##### EXTRACTED TEXT

The only famous people I have met in dreams are the Blues Brothers and Luke Jensen (tennis player). I'd love to meet Dream Theater in an LD so I could jam with them and Maynard Ferguson. Actaully DT was in one of my dreams but I didn't talk to them or anything.

----------


## SKA

Hmmz. Bob Marley defenitively. Theodor Herzl also and King Solomon. The members of System of a Down who I basically revear. Also I would like to speak with the Persian founder/father of the Islamic mystic movement Sufi-&#239;sm.

Then fter that I would like to be alone in a Moorish/Arabic Bathing house with Kiera Knightly, Jenifer Lopez and Penelope Cruz   ::D:

----------


## Alex D

I wouldn' mind meeting some musicians like Motzart or something. Get them to compose for me in my dream. Living musicians welcome too of course.

----------


## Pride

if i was ever gonna waste a lucid on meeting a Dc,
well it would have to be Jessica Alba.
id do more then meet her though  ::D:

----------


## defygravity

I've had plenty of non-lucid dreams involving Adam Pascal and Anthony Rapp.

----------


## tiddlywink101

I'd want to meet
Ozzy Ozbourne
Jesus
Dave Mustaine
Iron Maiden

----------


## Spartiate

One of these days, i'll have to meet the world's great generals (Alexander, Caesar, Napoleon) on the battlefield :p.

----------


## tiddlywink101

Or just play chess with them if your of the more cowardly disposition

----------


## Lucidbulbs

-Jesus

-Salvador Dali and complain to him [mainly because I don't like his artwork, though it does take skill to work in the demented things he did in his artwork].

-I'd like to meet Miyavi in my dreams [again], dreams with him are very interesting... especially when it comes down to fights over what to eat.

-The guys in Antique Café and possibly get some advice from the Buriko guy... 

-Ivan the Terrible [though he'd probably kill me if I met him with without his wife there]

----------


## sagan-fan

I'd like to meet Carl Sagan. He's dead, so I wouldn't be able to meet him in reality.

----------


## sagan-fan

> Winston Churchill.  He's not really famous, but he should be.



Winston Churchill? I don't know about everyone else but I would consider him very famous.

##########
##### RECORDED INFORMATION

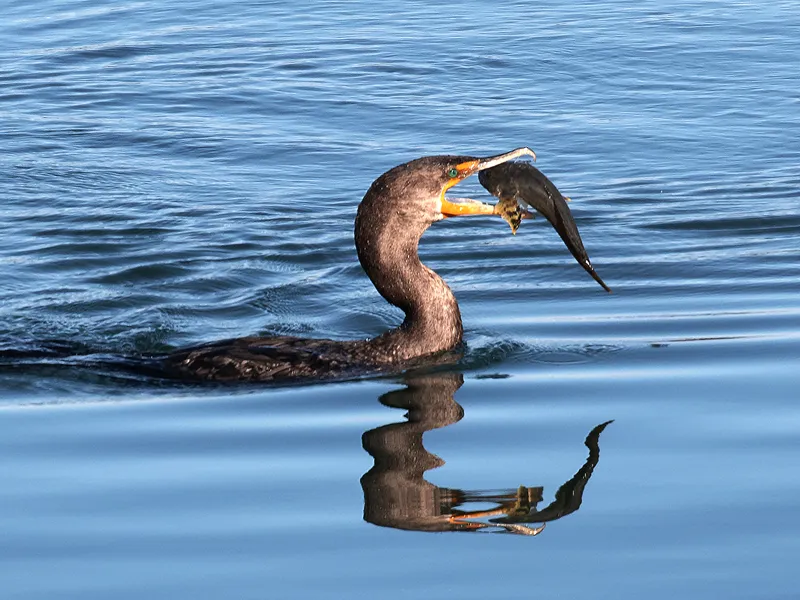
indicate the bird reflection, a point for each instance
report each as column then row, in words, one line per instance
column 397, row 495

##########

▶ **PROBLEMS**:
a) Rewrite the part of the lucid dream thread that opens with the words containing "Hmmz. Bob Marley" and closes with "mystic movement Sufi-&#239;sm.", putting "Peter Tosh" in place of "Bob Marley".
b) According to the lucid dream thread, why does sagan-fan want to meet Carl Sagan in a dream? Reply in one to three sentences.

▶ **COMPLETE ANSWERS**:
a)
Hmmz. Peter Tosh defenitively. Theodor Herzl also and King Solomon. The members of System of a Down who I basically revear. Also I would like to speak with the Persian founder/father of the Islamic mystic movement Sufi-&#239;sm.

b) Carl Sagan is dead, so sagan-fan would not be able to meet him in reality.